▶ **Your objective**
Find every line in the data below that contains the word "pine" and copy each of those lines in full. Treat uppercase and lowercase letters as different.

BEGIN

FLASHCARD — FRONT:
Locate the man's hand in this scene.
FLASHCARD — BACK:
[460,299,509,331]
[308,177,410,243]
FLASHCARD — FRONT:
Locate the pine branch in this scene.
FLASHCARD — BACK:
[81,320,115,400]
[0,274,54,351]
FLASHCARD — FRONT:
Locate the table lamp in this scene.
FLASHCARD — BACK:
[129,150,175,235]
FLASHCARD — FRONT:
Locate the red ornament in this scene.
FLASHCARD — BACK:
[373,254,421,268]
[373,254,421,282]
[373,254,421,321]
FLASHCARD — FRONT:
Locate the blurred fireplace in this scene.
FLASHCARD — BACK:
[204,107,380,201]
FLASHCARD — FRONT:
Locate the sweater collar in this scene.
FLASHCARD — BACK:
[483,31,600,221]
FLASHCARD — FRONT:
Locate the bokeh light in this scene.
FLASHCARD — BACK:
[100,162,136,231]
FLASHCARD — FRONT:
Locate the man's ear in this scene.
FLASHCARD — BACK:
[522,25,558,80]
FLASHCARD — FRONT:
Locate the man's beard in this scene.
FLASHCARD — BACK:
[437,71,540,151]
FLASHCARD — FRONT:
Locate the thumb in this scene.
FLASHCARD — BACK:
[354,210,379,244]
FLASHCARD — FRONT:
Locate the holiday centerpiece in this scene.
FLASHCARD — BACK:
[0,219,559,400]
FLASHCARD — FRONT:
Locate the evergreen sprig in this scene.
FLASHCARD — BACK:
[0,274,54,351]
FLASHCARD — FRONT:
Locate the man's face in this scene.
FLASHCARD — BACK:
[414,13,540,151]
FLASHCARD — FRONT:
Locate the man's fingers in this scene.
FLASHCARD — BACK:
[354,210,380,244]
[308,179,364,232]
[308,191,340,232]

END

▶ **Written solution**
Locate the pine branch in this scene.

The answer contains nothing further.